**Exercise input:**
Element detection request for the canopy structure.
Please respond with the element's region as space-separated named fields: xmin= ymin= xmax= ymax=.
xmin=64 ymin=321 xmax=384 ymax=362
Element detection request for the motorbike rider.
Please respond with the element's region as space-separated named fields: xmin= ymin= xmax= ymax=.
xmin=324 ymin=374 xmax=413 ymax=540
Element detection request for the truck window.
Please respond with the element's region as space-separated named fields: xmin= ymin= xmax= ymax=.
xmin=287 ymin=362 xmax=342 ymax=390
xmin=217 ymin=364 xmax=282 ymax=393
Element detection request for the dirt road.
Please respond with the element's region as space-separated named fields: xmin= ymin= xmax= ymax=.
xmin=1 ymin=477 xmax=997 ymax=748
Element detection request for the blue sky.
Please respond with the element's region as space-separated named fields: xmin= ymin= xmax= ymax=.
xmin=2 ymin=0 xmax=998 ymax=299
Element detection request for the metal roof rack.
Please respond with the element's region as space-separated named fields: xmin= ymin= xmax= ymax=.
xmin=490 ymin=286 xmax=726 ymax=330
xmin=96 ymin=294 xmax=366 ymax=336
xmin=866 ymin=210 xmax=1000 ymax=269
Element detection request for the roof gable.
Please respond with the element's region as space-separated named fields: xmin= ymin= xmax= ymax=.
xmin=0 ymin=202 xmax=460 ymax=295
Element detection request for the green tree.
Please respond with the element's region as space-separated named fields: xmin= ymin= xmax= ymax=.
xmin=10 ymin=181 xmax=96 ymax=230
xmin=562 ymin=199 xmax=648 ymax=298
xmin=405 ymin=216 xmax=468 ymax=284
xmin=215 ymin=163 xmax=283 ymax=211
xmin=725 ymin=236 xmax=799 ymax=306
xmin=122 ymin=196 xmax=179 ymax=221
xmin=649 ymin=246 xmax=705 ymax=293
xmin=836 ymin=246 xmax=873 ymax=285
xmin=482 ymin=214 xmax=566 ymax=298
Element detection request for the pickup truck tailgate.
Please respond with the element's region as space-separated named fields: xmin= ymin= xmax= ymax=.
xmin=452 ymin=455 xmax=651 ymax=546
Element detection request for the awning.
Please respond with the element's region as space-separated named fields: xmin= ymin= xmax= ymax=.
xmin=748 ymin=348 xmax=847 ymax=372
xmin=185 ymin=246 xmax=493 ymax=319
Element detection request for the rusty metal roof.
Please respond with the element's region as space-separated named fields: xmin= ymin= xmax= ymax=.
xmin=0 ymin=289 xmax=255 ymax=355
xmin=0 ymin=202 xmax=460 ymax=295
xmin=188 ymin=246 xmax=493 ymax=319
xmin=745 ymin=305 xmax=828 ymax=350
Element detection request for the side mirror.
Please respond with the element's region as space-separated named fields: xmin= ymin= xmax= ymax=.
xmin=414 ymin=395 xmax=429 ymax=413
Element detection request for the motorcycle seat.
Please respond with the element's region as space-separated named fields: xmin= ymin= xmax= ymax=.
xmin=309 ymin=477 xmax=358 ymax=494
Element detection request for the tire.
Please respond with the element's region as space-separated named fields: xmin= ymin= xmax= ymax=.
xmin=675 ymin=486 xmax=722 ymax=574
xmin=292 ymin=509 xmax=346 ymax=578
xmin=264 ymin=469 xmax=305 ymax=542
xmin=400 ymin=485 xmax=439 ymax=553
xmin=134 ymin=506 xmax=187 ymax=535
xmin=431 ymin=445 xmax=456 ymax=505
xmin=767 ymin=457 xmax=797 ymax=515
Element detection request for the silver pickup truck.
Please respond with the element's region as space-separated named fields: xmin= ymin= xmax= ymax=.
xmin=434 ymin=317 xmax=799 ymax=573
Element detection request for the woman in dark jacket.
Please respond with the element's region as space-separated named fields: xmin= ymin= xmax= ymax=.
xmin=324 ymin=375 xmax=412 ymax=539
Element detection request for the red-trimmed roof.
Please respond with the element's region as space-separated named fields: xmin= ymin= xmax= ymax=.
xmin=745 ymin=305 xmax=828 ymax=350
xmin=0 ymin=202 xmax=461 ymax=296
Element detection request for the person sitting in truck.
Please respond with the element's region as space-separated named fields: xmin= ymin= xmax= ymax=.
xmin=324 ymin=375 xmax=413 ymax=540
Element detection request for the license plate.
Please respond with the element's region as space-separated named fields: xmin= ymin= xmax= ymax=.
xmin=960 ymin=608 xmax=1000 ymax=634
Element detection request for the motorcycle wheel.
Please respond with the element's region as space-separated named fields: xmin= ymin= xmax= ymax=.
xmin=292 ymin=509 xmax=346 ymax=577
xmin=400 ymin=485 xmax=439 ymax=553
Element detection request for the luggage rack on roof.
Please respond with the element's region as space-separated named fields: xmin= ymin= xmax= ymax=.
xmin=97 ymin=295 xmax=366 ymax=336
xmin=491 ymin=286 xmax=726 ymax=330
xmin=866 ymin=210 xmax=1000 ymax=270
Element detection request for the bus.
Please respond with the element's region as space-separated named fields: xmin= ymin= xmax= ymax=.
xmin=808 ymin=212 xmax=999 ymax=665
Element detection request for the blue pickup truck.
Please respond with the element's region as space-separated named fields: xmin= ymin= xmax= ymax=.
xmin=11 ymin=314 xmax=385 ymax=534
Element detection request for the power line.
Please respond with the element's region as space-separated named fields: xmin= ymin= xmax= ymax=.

**Exercise instructions:** Begin at the top of the records above and quote each line exactly, ending with the line that contains "Element detection request for the dirt road.".

**Solved problem:**
Element detection request for the canopy structure.
Please respond with the element's region as space-separated named fields: xmin= ymin= xmax= ymax=.
xmin=64 ymin=321 xmax=384 ymax=362
Element detection request for the motorbike rider.
Please respond with the element's region as space-separated named fields: xmin= ymin= xmax= ymax=.
xmin=324 ymin=374 xmax=413 ymax=540
Element detection request for the truck window.
Please respond with the element's region as space-separated named fields: xmin= ymin= xmax= ymax=.
xmin=287 ymin=362 xmax=342 ymax=390
xmin=217 ymin=364 xmax=282 ymax=393
Element detection request for the dirt road.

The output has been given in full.